**Document passage**
* * * * *

Securities and Exchange Board of India on Thursday directed that Ketan Sheth, accused in the multi-billion government securities (G-secs) scam, and his six entities shall not buy, sell or deal in the securities market till May 30.

A post decisional hearing has been granted to Sheth and his entities on May 27, SEBI said in a release in Mumbai.

Sheth was on Wednesday remanded to (Central Bureau of Investigation) CBI custody till May 27 in connection with the Rs 928 million Seamen's Provident Fund Organisation. He is also accused in the Rs 1.50 billion Nagpur District Central Co-operative Bank G-sec scam.

SEBI said this decision was in view of the "emergent situation with relation to irregularities seen in G-secs transactions by Home Trade and related entities and to ensure that investors in the market do not suffer losses."

The six firms are - KSC Securities Ltd (Pune Stock Exchange member), Giltedge Credit Capital Ltd (NSE member in derivaties and cash segments), Giltedge Financial & Management Services Ltd (BSE sub-broker), Giltedge Equiderivatives Ltd (sub-broker), Giltedge Investment Banking Services Ltd (category I merchant banker) and Giltedge Portfolio Management Services.

* * * * *

**Brief A**
Retype the SEBI passage between "Securities and Exchange" and "Bank G-sec scam.", inclusive.
The SEBI passage and the rows have no connection to each other.

(Excerpts from an object-pointing dataset)
* * * * *

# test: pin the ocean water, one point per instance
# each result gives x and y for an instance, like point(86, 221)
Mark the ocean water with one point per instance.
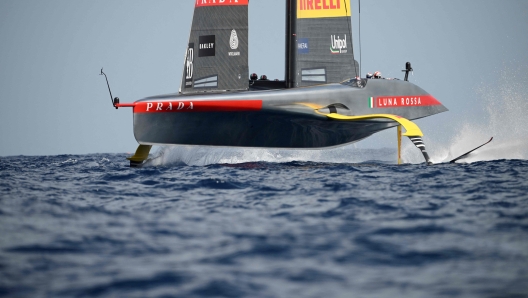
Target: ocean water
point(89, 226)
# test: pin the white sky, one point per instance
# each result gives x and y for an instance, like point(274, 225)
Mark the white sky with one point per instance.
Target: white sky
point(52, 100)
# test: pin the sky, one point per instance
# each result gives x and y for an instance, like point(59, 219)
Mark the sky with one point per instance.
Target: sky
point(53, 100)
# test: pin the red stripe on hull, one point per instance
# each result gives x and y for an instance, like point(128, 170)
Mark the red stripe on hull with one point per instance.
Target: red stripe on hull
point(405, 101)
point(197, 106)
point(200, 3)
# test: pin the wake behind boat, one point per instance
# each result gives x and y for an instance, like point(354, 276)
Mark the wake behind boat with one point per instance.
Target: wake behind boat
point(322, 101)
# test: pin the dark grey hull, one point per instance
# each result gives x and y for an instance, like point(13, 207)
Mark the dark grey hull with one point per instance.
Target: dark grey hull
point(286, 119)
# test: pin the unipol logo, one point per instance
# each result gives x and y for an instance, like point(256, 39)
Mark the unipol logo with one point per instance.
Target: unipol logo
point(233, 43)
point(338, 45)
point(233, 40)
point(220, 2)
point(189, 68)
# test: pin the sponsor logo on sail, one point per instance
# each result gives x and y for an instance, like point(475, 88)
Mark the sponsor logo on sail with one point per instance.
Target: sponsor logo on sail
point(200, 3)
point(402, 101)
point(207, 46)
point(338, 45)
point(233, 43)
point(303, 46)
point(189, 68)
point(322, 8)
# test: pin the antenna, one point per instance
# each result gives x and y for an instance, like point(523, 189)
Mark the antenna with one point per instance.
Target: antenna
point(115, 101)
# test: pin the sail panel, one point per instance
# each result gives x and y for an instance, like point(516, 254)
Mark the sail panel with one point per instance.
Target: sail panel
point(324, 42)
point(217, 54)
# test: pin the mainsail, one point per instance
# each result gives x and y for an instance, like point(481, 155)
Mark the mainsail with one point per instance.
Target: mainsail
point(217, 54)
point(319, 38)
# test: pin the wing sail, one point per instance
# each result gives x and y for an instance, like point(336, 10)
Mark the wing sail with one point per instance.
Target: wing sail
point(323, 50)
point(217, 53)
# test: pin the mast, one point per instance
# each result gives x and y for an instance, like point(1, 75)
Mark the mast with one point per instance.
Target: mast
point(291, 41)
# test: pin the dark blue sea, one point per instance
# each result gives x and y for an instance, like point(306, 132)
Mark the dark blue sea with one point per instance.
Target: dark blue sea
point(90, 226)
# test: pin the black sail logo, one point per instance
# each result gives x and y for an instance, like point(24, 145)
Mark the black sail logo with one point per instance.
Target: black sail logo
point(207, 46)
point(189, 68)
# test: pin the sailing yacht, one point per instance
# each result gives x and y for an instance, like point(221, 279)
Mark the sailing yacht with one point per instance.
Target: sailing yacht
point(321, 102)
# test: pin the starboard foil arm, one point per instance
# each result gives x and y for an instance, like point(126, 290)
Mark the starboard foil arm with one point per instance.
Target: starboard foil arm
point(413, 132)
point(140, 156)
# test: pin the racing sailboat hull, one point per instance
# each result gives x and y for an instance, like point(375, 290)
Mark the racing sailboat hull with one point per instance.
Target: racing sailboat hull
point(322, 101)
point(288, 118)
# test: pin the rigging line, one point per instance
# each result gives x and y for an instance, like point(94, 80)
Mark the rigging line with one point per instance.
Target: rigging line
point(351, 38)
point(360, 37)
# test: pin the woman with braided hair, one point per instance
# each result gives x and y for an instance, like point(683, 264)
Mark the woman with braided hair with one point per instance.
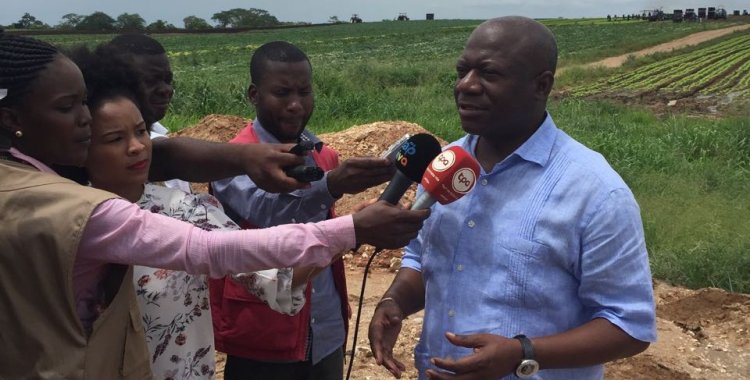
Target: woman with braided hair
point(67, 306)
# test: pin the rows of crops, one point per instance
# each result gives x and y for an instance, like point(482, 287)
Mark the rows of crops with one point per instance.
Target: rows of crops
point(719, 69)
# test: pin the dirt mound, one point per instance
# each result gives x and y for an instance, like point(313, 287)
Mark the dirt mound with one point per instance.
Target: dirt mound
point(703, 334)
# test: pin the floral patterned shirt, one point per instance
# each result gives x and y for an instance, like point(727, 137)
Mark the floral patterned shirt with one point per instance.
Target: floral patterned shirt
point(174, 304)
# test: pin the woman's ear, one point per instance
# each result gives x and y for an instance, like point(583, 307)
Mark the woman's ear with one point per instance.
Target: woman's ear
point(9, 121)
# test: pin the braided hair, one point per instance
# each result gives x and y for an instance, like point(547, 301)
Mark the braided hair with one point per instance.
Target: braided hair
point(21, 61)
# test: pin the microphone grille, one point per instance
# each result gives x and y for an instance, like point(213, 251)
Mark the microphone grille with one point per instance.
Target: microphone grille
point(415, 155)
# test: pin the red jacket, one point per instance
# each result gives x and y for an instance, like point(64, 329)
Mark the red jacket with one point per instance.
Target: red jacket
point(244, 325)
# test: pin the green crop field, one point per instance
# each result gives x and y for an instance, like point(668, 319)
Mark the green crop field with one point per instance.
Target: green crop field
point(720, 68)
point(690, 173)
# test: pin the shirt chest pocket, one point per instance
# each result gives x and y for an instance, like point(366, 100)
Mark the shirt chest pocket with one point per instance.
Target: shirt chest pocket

* * * * *

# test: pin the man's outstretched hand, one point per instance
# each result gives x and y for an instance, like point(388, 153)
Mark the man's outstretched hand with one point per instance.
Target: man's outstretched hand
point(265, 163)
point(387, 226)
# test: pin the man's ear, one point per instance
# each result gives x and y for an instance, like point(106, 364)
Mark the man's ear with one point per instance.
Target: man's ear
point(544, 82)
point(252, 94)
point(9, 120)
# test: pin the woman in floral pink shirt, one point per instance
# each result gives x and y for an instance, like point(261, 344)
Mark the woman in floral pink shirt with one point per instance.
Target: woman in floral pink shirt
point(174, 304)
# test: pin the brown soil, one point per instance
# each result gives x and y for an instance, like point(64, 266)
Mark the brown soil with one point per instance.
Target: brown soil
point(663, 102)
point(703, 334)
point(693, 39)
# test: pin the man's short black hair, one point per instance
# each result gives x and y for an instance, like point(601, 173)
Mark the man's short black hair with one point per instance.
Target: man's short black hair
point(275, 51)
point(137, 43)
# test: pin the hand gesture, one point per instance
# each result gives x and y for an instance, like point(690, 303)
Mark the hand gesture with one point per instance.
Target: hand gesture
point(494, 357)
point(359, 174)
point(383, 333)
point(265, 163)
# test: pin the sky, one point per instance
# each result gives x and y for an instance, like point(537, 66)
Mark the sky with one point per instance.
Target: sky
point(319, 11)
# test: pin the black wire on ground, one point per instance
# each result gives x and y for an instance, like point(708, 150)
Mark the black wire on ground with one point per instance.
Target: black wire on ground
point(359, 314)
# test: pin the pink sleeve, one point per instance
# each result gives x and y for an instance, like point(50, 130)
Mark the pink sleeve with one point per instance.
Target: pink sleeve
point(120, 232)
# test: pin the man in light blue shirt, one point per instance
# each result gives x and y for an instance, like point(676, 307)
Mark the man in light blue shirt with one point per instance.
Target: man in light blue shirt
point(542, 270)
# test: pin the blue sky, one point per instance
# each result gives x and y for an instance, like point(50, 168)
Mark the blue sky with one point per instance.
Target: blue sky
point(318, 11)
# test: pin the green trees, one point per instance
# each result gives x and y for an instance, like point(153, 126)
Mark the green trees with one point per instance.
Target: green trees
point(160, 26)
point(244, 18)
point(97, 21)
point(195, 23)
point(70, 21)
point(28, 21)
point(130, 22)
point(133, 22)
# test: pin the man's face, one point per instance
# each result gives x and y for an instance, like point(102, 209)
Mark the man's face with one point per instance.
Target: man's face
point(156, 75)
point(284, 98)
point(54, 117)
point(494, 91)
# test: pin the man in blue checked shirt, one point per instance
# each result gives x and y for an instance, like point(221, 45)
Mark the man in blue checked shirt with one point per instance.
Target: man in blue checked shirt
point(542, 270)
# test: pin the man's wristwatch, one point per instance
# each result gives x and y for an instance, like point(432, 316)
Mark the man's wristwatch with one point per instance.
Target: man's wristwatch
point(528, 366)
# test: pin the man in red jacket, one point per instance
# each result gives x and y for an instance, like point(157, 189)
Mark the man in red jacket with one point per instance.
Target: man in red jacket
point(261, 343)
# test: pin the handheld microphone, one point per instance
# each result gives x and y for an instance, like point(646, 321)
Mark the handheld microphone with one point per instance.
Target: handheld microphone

* * * * *

**Brief B**
Echo the dataset rows between the lines holding "# test: pin the ocean" and "point(322, 8)", inclusive, and leave the pictures out.

**Written reply A**
Securities and Exchange Board of India on Thursday directed that Ketan Sheth, accused in the multi-billion government securities (G-secs) scam, and his six entities shall not buy, sell or deal in the securities market till May 30.

A post decisional hearing has been granted to Sheth and his entities on May 27, SEBI said in a release in Mumbai.

Sheth was on Wednesday remanded to (Central Bureau of Investigation) CBI custody till May 27 in connection with the Rs 928 million Seamen's Provident Fund Organisation. He is also accused in the Rs 1.50 billion Nagpur District Central Co-operative Bank G-sec scam.

**Written reply B**
# test: pin the ocean water, one point per instance
# each result gives x and y for an instance, like point(86, 221)
Mark the ocean water with one point per instance.
Target: ocean water
point(89, 226)
# test: pin the white sky, one point per instance
# each result gives x and y for an instance, like point(274, 225)
Mark the white sky with one point per instance.
Target: white sky
point(52, 100)
# test: pin the sky, one point per instance
# each result gives x and y for an instance, like point(59, 219)
Mark the sky with one point per instance.
Target: sky
point(53, 100)
# test: pin the red stripe on hull, one point per instance
# each result gives x and y for an instance, like point(128, 170)
Mark the red stripe on hull with one point per instance.
Target: red stripe on hull
point(405, 101)
point(197, 106)
point(200, 3)
# test: pin the wake behind boat, one point per instance
# each result gives x and y for an instance, like point(354, 276)
Mark the wake behind boat with one point per instance.
Target: wake behind boat
point(322, 101)
# test: pin the dark grey hull, one point per instance
# each result gives x and y for an instance, like point(13, 207)
Mark the dark grey hull with one point per instance.
Target: dark grey hull
point(286, 119)
# test: pin the unipol logo, one point per instance
# each result gives x and y for an instance, like point(256, 39)
Mark the unipol logo with one point per instance.
Target: unipol logo
point(233, 43)
point(338, 45)
point(233, 40)
point(220, 2)
point(189, 68)
# test: pin the sponsor logo on sail, one point per instance
# each result gives x and y for an instance, like point(475, 88)
Mark the sponsor logo on sail with one point per instance.
Target: sponsor logo on sail
point(200, 3)
point(402, 101)
point(207, 46)
point(338, 45)
point(233, 43)
point(303, 46)
point(189, 68)
point(322, 8)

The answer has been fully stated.